TEXTO EXTRAÍDO:
○ ○ ○

Dicho de otro modo, era el trabajo autoimpuesto de un adolescente tardío con bastante tiempo libre, porque las obligaciones de verdad, las que consumen el 90% del día, todavía no habían llegado. Lo disfrutaba.

Once años después, no quiero no oír hablar de todo ese trabajo. Es la magia de haber entrado al mercado laboral y empezar a peinar canas, que uno se pregunta dónde demonios se ha ido su tiempo libre.

Comprar tiempo, ganar vida

Y así ha cambiado el paradigma. La biblioteca musical, mejor delegada en Spotify, que por diez euros ofrece un servicio fantástico que nos deja como única tarea escuchar música, muy poco más. Nada de complicarnos la vida perdiendo horas en rellenar metadatos y buscar carátulas de 5 megapíxeles.

¿Tarifas móviles? Una simple, por favor. No importa que llegue otra operadora con algo rompedor en precio, como dijo un sabio, "la tranquilidad es lo que más se busca". Yo le pago a usted 50 euros al mes a cambio de unos gigas razonables y la promesa de que no me tocará las narices ni me hará el lío con la factura. Con alguien así, que nos procure sosiego, a partir de cierta etapa de la vida, muchos nos vamos al fin del mundo y a cualquier guerra. Esa tranquilidad liberadora que vale mucho más que ahorrarnos tres euros al mes en otra operadora haciendo malabarismos de vez en cuando.

En realidad no solo tiene que ver con el tiempo disponible, porque si hago cuentas, tampoco entiendo cómo a los veinte se podía encajar la universidad, el trabajo, las amistades, una pareja y tiempo para la fiesta con un absorbente principio de obsesión por el orden digital. También tiene que ver con la carga cognitiva. Algo que se recrudece en las profesiones liberales con un nivel infinito de recursos que absorber, aprender, procesar y dotar de utilidad. Gracias por tanto, Internet.

Estar constantemente hasta arriba y no ver nunca un horizonte despejado para nuestras ocupaciones ayuda a buscar fórmulas a la desesperada para reducir esos pequeños tormentos. Que por sí solos no son preocupantes, pero cuando se van acumulando derivan en pérdidas de concentración y frustración. Aunque sea matando la preocupación de si estamos pagando demasiado por la fibra. Con que me vaya bien y no me mareen, caballero...

○ ○ ○

DATOS PROPORCIONADOS:
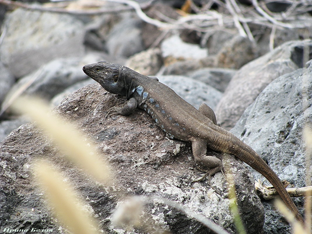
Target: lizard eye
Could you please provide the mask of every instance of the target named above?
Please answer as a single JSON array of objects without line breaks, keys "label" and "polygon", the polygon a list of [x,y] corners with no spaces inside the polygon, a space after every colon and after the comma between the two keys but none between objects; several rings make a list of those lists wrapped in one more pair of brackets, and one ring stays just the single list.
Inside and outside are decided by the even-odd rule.
[{"label": "lizard eye", "polygon": [[117,82],[117,81],[118,80],[118,75],[115,75],[114,76],[114,81],[115,82]]}]

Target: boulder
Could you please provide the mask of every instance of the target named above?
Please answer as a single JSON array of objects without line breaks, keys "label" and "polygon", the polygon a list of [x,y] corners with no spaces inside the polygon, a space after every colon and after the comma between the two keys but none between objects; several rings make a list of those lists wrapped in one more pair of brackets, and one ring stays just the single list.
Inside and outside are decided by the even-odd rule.
[{"label": "boulder", "polygon": [[[166,18],[177,19],[180,15],[176,9],[168,6],[168,1],[165,3],[156,2],[153,4],[146,12],[147,16],[153,19],[165,21]],[[167,35],[156,26],[143,22],[142,27],[142,38],[145,48],[148,48],[152,45],[158,46]],[[155,42],[157,42],[154,45]]]},{"label": "boulder", "polygon": [[239,69],[258,57],[259,49],[248,38],[235,36],[225,43],[216,55],[215,66]]},{"label": "boulder", "polygon": [[50,99],[76,83],[89,77],[82,71],[81,59],[60,59],[43,66],[36,72],[20,79],[12,87],[9,97],[19,89],[23,93]]},{"label": "boulder", "polygon": [[[110,227],[112,213],[116,204],[127,197],[143,195],[175,201],[229,233],[236,233],[228,209],[227,183],[221,173],[213,177],[212,187],[207,181],[191,184],[198,176],[194,174],[198,172],[194,169],[189,144],[166,138],[165,133],[142,110],[129,116],[105,118],[108,109],[124,100],[94,84],[69,95],[55,111],[62,118],[71,119],[103,153],[101,157],[109,162],[115,175],[111,185],[99,184],[65,160],[32,124],[22,125],[0,143],[0,183],[4,201],[0,203],[1,230],[5,227],[25,229],[35,226],[59,233],[63,233],[66,228],[51,217],[51,209],[32,176],[34,159],[40,157],[61,171],[94,212],[93,216],[105,232],[124,232],[118,227]],[[222,156],[212,151],[209,153]],[[263,210],[255,191],[253,179],[241,161],[227,155],[223,162],[231,167],[226,173],[234,176],[243,223],[248,233],[261,233]],[[126,197],[121,197],[122,194]],[[148,203],[145,212],[151,225],[165,232],[213,233],[191,216],[155,199]]]},{"label": "boulder", "polygon": [[7,15],[0,60],[17,77],[56,58],[84,52],[85,28],[72,16],[22,8]]},{"label": "boulder", "polygon": [[221,126],[227,129],[233,127],[245,109],[268,85],[281,75],[302,67],[304,49],[309,50],[311,46],[310,40],[289,41],[239,69],[216,110]]},{"label": "boulder", "polygon": [[236,71],[227,68],[207,68],[192,71],[188,75],[188,77],[223,92]]},{"label": "boulder", "polygon": [[6,137],[13,130],[29,122],[29,119],[23,116],[1,121],[0,122],[0,141]]},{"label": "boulder", "polygon": [[106,46],[109,53],[128,57],[143,50],[141,23],[136,18],[126,18],[115,25],[107,36]]},{"label": "boulder", "polygon": [[15,77],[0,62],[0,103],[2,103],[5,97],[15,81]]},{"label": "boulder", "polygon": [[62,102],[63,99],[67,96],[73,93],[75,91],[81,89],[82,87],[90,84],[93,84],[96,82],[90,78],[85,80],[82,80],[76,83],[67,89],[63,90],[62,92],[57,94],[51,100],[50,104],[53,107],[55,107],[59,105]]},{"label": "boulder", "polygon": [[173,57],[181,60],[199,59],[207,57],[207,51],[199,46],[183,41],[178,35],[164,40],[161,46],[163,57]]},{"label": "boulder", "polygon": [[[231,130],[261,155],[281,179],[295,187],[306,186],[306,160],[310,160],[310,155],[306,155],[303,130],[305,126],[311,128],[312,122],[311,61],[308,68],[272,81]],[[258,173],[252,171],[256,178],[260,178]],[[302,207],[303,198],[294,200],[298,207]],[[264,204],[267,210],[266,233],[290,233],[288,225],[276,218],[272,204]]]},{"label": "boulder", "polygon": [[129,58],[126,63],[126,66],[145,76],[154,76],[162,65],[161,52],[158,48],[136,54]]}]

○ ○ ○

LO QUE SE PIDE:
- a) Indica si cada afirmación coincide con el texto extraído y justifica cada respuesta con las palabras exactas que lo deciden: (i) Spotify ofrece su servicio por diez euros; (ii) quien escribe paga 30 euros al mes por su tarifa móvil; (iii) la carga cognitiva se recrudece en las profesiones liberales.
- b) Por favor, extrae del texto extraído el fragmento que empieza en "Once años después, no" y termina en "de 5 megapíxeles.".

RESULTADOS DEL EJERCICIO:
- a)
(i) Sí: «por diez euros ofrece un servicio fantástico».
(ii) No: «Yo le pago a usted 50 euros al mes».
(iii) Sí: «Algo que se recrudece en las profesiones liberales».

- b)
Once años después, no quiero no oír hablar de todo ese trabajo. Es la magia de haber entrado al mercado laboral y empezar a peinar canas, que uno se pregunta dónde demonios se ha ido su tiempo libre.

Comprar tiempo, ganar vida

Y así ha cambiado el paradigma. La biblioteca musical, mejor delegada en Spotify, que por diez euros ofrece un servicio fantástico que nos deja como única tarea escuchar música, muy poco más. Nada de complicarnos la vida perdiendo horas en rellenar metadatos y buscar carátulas de 5 megapíxeles.